> **WHAT THE EXERCISE ASKS**: Format the lines below as a two-column CSV with the headers line and answer. Give one row per line, with its text and its answer each in one quoted field, line breaks replaced by spaces, every line included, and the pictures left out.

Begin PROVIDED MATERIAL

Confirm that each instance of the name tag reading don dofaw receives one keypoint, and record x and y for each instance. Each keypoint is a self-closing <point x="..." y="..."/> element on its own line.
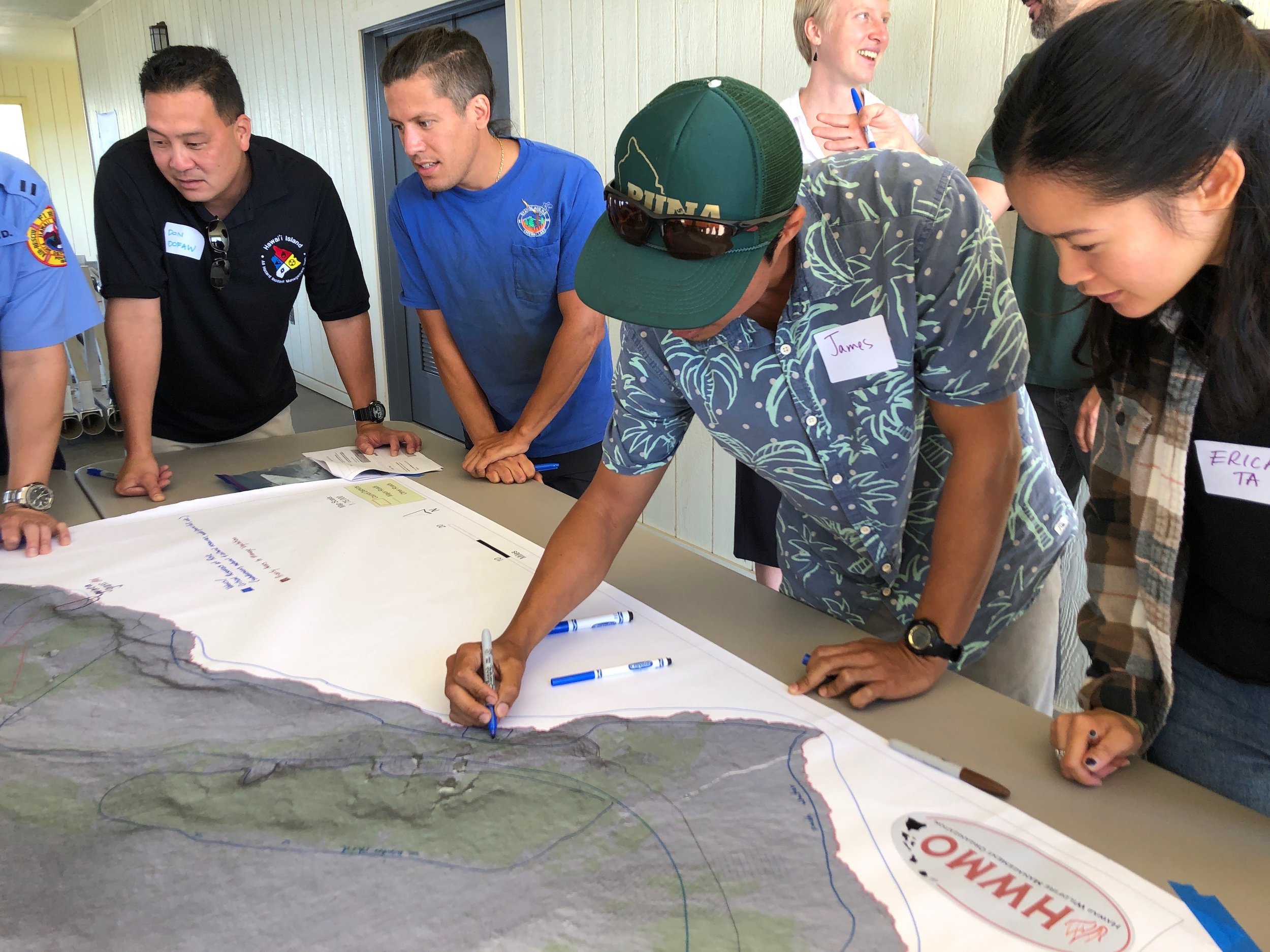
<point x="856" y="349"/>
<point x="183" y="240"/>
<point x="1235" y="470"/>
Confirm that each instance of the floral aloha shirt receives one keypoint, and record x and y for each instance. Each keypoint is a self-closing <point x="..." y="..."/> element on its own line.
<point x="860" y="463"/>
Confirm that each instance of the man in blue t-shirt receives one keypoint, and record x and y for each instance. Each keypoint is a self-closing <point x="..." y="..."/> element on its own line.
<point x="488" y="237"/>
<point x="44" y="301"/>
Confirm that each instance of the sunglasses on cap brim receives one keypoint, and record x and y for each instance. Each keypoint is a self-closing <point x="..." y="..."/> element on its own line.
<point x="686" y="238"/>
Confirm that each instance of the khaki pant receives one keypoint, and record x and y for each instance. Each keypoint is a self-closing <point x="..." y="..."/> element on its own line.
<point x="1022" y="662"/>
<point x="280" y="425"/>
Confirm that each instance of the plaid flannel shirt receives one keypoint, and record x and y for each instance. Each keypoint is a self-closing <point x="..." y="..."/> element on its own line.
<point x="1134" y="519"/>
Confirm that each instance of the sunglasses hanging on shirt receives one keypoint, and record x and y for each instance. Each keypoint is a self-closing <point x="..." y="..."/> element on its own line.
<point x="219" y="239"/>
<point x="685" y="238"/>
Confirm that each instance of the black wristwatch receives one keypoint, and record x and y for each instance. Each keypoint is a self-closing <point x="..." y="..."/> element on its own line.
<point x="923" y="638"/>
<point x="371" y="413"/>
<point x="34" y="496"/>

End PROVIDED MATERIAL

> **EXERCISE OUTPUT**:
line,answer
"Confirm that each instance of the name tag reading don dofaw receives one keypoint, and record x and y for each instance. Each keypoint is a self-closing <point x=""..."" y=""...""/> element on its own line.","<point x=""856"" y=""349""/> <point x=""183"" y=""240""/> <point x=""1235"" y=""470""/>"
"Confirm that each instance of the floral aloha shirt receives one keypoint, and record x and y for each instance. Each keypoint is a self-closing <point x=""..."" y=""...""/> element on its own line.","<point x=""860"" y=""463""/>"
"Confirm that each instance of the man in blue t-shirt receives one keypoint, and record x and y for each instance. Each keypoint is a self-closing <point x=""..."" y=""...""/> element on its own line.","<point x=""488"" y=""237""/> <point x=""44"" y=""301""/>"
"Confirm that each instance of the sunglasses on cap brim receives one keypoint, and record x and y for each instance. Each keypoint is a self-closing <point x=""..."" y=""...""/> element on its own line.","<point x=""686"" y=""238""/>"
"Confirm that each instance of the khaki pant receives one keypoint, and record x and y for each instance. Each keypoint is a self-closing <point x=""..."" y=""...""/> element on its own line.","<point x=""1022"" y=""662""/> <point x=""280"" y=""425""/>"
"Confirm that each instance of the plaid flannel shirt receives one keypoint, and record x and y for each instance. Each keypoint is a self-closing <point x=""..."" y=""...""/> element on its own line.","<point x=""1134"" y=""519""/>"
"Confirm that each instance of the sunglasses hanging on shirt receives one keypoint, and record x and y for each instance. Each keypoint is a self-closing <point x=""..."" y=""...""/> element on its own line.","<point x=""219"" y=""239""/> <point x=""685"" y=""238""/>"
"Confirm that each instance of the black wristwatch receives one keypoint, and record x and y for each instance. Each keypoint is a self-closing <point x=""..."" y=""...""/> element on its own line.","<point x=""923"" y=""638""/> <point x=""371"" y=""413""/> <point x=""34"" y=""496""/>"